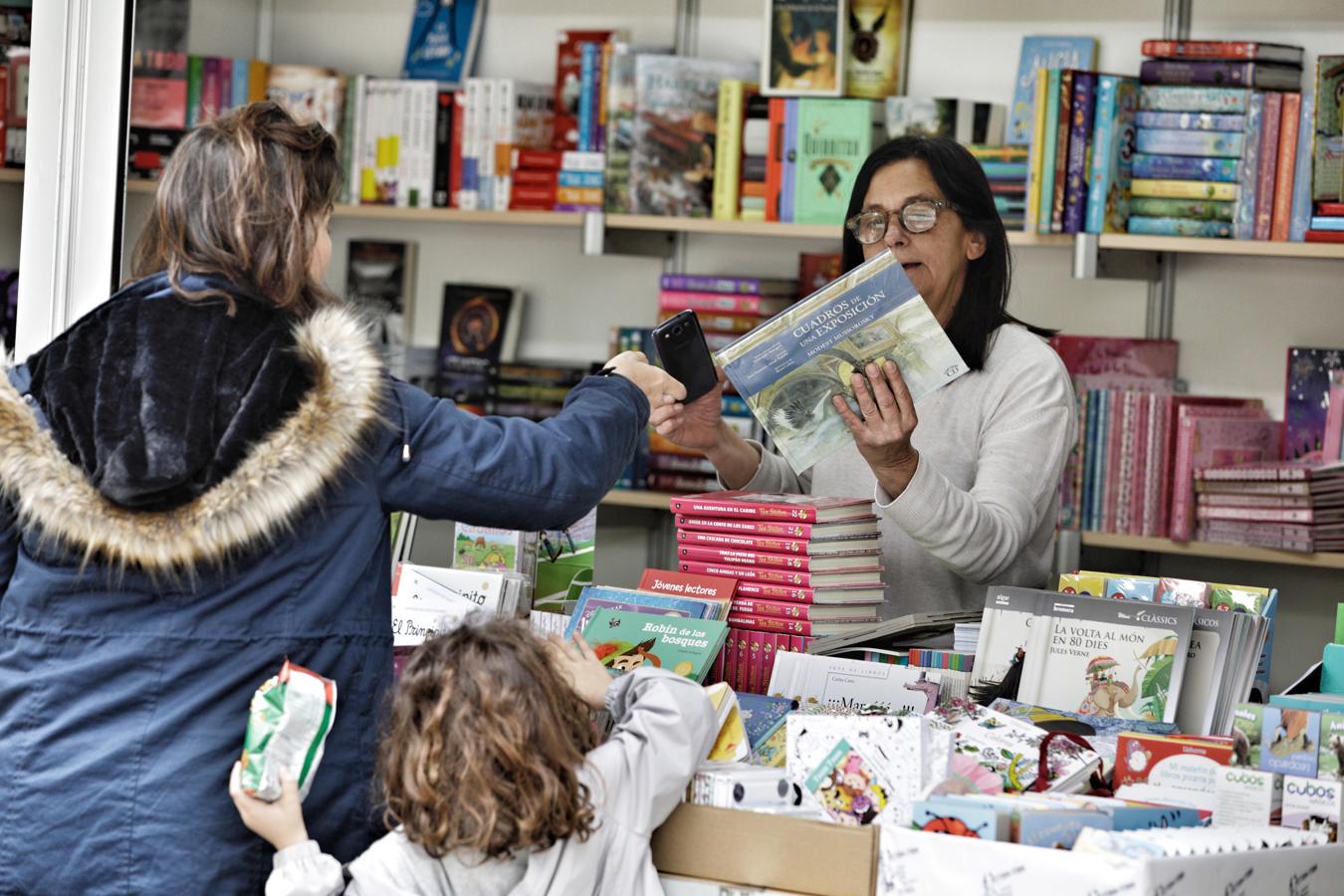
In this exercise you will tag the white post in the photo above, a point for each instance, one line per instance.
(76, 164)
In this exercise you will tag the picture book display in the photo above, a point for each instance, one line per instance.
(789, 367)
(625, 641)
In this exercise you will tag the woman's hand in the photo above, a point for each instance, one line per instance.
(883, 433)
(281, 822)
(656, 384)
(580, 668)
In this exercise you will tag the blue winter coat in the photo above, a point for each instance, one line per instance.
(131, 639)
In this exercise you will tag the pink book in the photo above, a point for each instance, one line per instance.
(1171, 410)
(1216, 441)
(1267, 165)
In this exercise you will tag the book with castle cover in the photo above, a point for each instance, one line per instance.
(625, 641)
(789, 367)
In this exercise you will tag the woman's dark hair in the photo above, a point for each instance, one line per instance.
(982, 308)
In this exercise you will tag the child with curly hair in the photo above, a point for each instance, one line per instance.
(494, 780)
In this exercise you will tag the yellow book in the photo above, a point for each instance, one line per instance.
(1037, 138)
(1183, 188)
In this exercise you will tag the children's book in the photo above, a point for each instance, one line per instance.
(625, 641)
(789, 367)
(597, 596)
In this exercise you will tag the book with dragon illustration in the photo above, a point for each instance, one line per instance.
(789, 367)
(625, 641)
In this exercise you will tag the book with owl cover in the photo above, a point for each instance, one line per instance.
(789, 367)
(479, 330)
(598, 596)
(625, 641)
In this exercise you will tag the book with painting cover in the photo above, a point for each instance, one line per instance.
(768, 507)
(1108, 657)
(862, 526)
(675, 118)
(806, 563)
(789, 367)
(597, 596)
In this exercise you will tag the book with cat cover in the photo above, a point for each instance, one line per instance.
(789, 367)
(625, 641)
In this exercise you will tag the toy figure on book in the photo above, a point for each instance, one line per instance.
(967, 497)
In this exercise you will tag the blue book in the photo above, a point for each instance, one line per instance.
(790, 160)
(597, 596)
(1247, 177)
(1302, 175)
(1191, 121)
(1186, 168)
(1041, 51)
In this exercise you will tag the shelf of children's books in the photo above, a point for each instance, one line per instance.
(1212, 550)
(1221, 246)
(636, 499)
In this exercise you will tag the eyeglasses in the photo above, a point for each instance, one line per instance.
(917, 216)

#### [Brief]
Only those lines running from the one containing "In this exercise you will tag the toy" through the last line of the data above are to be copied, exactly, with both ends included.

#### [Output of the exercise]
In this exercise you will tag the toy figure on book in the photo above, a point for each instance, one line per instance.
(967, 497)
In this exercise you will tag the blue book in the photo above, a point for each instance, one line per instance.
(790, 160)
(597, 596)
(1247, 177)
(1302, 175)
(1191, 121)
(1186, 168)
(1041, 51)
In this exercise you will tag the shelf of children's books in the photo above, a point for each instance, one line per instance.
(1212, 550)
(1221, 246)
(636, 499)
In this exercise you will tag the eyeglasses in the photo above, a point for each instance, one line per instance.
(917, 216)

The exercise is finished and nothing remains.